JOB:
Reproduce everything below from the line containing "return mask of blonde-haired person" down to the end of the material, requests included, with every coordinate in the answers multiplied by 1.35 and rounded to a whole number (halves round up). Give only those lines and leave the pictures out.

— Start EXERCISE MATERIAL —

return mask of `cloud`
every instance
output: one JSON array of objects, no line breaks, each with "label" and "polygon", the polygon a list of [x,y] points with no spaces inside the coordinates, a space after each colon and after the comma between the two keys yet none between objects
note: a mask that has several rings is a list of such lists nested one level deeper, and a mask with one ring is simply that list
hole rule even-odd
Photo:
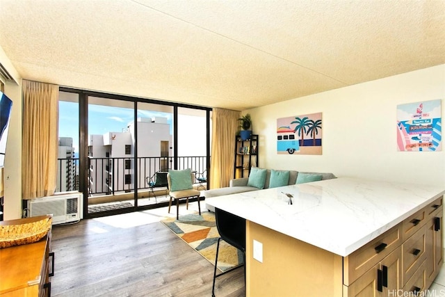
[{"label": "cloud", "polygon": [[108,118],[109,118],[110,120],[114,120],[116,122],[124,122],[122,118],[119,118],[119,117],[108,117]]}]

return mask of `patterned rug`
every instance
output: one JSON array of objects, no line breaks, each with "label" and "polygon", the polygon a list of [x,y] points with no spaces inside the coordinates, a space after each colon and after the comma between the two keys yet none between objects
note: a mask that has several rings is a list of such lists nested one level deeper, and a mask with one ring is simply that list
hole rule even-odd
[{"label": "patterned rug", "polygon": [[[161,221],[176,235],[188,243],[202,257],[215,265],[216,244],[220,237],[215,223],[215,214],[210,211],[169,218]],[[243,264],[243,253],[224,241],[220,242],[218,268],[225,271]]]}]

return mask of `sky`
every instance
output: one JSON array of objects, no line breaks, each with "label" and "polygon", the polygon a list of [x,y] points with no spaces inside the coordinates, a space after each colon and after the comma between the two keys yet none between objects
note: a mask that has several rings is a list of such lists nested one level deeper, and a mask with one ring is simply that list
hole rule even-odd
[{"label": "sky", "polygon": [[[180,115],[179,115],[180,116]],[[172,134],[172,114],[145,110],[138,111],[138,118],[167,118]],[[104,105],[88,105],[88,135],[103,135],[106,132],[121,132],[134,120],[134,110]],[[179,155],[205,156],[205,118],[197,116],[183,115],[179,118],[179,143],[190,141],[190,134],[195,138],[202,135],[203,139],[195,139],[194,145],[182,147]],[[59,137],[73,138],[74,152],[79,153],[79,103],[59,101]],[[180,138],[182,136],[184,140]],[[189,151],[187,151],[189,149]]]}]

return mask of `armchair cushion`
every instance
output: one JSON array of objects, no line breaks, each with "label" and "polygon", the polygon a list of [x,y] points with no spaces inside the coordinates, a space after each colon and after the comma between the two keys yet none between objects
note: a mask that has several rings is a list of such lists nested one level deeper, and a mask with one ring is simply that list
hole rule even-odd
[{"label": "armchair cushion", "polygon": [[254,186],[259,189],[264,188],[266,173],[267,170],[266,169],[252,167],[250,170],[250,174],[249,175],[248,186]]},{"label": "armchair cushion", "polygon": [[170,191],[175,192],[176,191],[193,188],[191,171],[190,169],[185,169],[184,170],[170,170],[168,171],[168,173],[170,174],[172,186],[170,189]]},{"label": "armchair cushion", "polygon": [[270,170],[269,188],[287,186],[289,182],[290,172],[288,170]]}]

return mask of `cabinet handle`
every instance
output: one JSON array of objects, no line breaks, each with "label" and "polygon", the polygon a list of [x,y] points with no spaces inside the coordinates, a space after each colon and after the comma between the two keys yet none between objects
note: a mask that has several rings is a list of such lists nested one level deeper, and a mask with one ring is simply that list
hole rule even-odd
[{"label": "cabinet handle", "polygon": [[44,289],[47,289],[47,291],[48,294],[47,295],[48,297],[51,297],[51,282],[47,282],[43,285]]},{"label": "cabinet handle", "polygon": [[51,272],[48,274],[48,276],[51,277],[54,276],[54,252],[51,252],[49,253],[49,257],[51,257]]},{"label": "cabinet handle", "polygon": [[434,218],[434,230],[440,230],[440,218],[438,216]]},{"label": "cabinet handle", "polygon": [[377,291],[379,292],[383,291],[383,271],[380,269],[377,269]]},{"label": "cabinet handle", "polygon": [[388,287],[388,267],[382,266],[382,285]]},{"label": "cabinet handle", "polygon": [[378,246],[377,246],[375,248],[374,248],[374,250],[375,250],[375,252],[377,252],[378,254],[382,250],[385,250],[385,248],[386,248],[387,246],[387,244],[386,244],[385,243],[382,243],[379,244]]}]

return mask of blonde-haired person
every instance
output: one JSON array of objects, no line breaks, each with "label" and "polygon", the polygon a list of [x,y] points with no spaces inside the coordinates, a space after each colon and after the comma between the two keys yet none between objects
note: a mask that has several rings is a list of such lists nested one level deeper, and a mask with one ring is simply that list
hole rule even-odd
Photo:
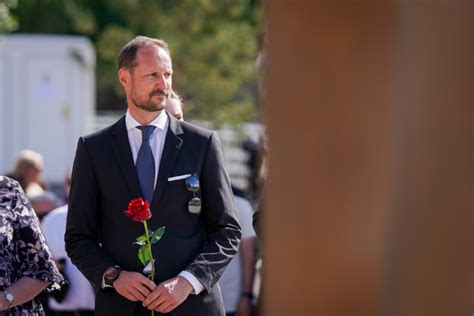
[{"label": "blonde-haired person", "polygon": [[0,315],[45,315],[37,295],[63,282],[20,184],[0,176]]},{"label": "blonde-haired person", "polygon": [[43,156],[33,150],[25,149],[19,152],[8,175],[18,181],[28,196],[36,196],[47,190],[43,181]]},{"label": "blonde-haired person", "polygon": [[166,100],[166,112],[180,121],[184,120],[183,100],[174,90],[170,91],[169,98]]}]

— End EXERCISE MATERIAL —

RESPONSE TO THE EXERCISE:
return mask of blonde-haired person
every instance
output: one JSON array of objects, no line breaks, each with "label" and "polygon", the polygon a list of [x,y] points with no spaces inside the coordinates, a space after each colon and after the comma between the two keys yet none between objects
note: a mask that has several rings is a list of such lists nested one level deeper, and a mask with one ring is simply that list
hole rule even-odd
Photo:
[{"label": "blonde-haired person", "polygon": [[0,425],[61,425],[50,398],[85,381],[27,248],[0,238]]},{"label": "blonde-haired person", "polygon": [[58,211],[45,203],[34,201],[26,205],[11,236],[24,244],[38,265],[49,265],[63,257],[58,244]]},{"label": "blonde-haired person", "polygon": [[224,135],[224,151],[243,163],[248,162],[247,135],[235,122],[230,123],[228,132]]}]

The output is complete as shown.